- [Data excerpts]:
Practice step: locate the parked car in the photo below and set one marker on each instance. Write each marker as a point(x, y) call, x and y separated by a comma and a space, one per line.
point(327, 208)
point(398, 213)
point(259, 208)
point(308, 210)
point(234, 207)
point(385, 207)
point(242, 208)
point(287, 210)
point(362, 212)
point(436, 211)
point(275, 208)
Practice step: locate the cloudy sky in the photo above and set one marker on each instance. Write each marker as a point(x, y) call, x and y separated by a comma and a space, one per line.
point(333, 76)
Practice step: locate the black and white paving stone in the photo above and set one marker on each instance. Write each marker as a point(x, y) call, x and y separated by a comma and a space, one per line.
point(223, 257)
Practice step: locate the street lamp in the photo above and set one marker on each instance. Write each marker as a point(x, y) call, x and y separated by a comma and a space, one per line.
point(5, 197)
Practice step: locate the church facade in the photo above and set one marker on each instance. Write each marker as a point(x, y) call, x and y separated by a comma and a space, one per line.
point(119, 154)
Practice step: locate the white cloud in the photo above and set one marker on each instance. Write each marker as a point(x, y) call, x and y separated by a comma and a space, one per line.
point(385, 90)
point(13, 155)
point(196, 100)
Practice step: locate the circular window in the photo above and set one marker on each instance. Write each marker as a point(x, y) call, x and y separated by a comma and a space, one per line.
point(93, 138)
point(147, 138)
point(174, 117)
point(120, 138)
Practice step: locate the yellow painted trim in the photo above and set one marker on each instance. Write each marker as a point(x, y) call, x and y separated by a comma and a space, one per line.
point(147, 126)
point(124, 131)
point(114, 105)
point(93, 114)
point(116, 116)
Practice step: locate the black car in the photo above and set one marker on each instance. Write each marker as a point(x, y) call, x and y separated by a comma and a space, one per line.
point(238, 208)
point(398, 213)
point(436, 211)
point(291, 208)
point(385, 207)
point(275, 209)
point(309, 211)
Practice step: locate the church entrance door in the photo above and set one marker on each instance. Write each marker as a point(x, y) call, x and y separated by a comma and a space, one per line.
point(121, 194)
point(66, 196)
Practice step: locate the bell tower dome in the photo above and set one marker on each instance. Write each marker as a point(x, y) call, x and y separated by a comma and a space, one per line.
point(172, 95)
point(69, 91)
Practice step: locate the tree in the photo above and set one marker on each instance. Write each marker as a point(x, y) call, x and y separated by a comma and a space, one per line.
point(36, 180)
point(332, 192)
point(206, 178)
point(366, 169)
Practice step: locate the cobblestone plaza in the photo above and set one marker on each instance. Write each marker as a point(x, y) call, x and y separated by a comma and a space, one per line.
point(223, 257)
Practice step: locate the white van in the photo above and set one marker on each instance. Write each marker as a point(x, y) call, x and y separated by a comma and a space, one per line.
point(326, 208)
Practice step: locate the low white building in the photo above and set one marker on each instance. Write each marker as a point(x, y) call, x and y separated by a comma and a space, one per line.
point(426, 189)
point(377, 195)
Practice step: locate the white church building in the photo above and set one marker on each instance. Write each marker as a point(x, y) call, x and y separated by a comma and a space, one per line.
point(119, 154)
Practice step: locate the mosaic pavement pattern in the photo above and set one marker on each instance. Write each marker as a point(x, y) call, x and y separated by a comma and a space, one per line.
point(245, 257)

- [Problem to solve]: The expected result is every record above, duplicated exactly.

- [Problem solution]:
Practice step: locate the parked car in the photo below and set one marker on each instance. Write each marker as a point(x, y) call, x and y separated by a comma and a space, one per line.
point(327, 208)
point(398, 213)
point(259, 208)
point(308, 210)
point(234, 207)
point(385, 207)
point(242, 208)
point(287, 210)
point(362, 212)
point(436, 211)
point(275, 208)
Practice step: locate the cloudy sky in the photo above and set one marker on each instance. Write each marker as a point(x, y) call, x and y separated by a comma and a space, one per line.
point(333, 76)
Practice step: locate the black and white paving stone in the photo above and set one marker on each instance. Write each marker as a point(x, y) call, x and y separated by a comma and a space, one per line.
point(223, 257)
Practice step: locate the street lamp in the photo above and set one marker on each instance. Write each marker as a point(x, y) call, x and y separated by a comma and a space, one per line.
point(5, 197)
Practice step: locate the church facade in the photo above and set one marker on each instance. Write each marker as a point(x, y) call, x and y separated by a comma and a space, one per line.
point(119, 154)
Practice step: locate the white cloud in the photo above and set one marker on each instance. Write each marker as a point(x, y) call, x and y separated by a comma and a space, one per line.
point(385, 90)
point(13, 155)
point(196, 100)
Practice step: locate the circular window in the photo above and set one marker on each instance. Write each marker as a point(x, y) call, x and y separated by a comma and a space, one per line.
point(93, 138)
point(147, 138)
point(174, 117)
point(120, 138)
Practice step: locate the yellow painted trim in the photo above and set one marker on each instance. Write each marker as a point(x, y) call, x and y separated by a comma and a space, one per line.
point(147, 126)
point(124, 131)
point(114, 105)
point(93, 114)
point(116, 116)
Practice step: locate the black car in the photo above and set one marker on each instance. Write each marker as a point(x, y) call, x and y separated by a comma and a space, one per line.
point(238, 208)
point(398, 213)
point(436, 211)
point(291, 208)
point(385, 207)
point(275, 209)
point(309, 211)
Practice step: locate the church entrance door in the photo above and set one marker on each instance. Write each marker as a point(x, y) call, x and y separated by a comma and a space, one per line.
point(121, 194)
point(66, 196)
Practice step: locate the bell tower dome in the photo above and set one marker on each instance. Write each marker as a point(x, y) call, x and y separated by a comma and a space, one per line.
point(172, 95)
point(69, 91)
Practice step: locate the tree in the photo above and set one marker on each instance. Write each marker as a point(x, y) call, x and y separated by a comma and a space, one per line.
point(36, 180)
point(332, 192)
point(206, 178)
point(366, 169)
Practice step: locate the cobblestone plaza in the photo above and set one marker on each instance. Write each marker as a point(x, y) call, x and y separated by a comma and a space, one per line.
point(223, 257)
Practice step: locate the white van in the photo above and set one marker on each instance. Write each marker as a point(x, y) call, x and y separated by a comma and a space, one per line.
point(326, 208)
Practice step: locate the low white building in the photo above and set one marker on each instance. Write each marker as a point(x, y) call, x and y separated by a comma and a space, one per line.
point(426, 189)
point(377, 195)
Practice step: locate the white church building in the photo above and set one marker on each instance. Write each marker as a point(x, y) call, x and y separated by a comma and a space, one per line.
point(119, 154)
Practice step: locate the mosaic pavement pattern in the photo above and set one marker on each instance. Write each marker as a point(x, y) call, x and y separated by a comma and a space, one per line.
point(245, 257)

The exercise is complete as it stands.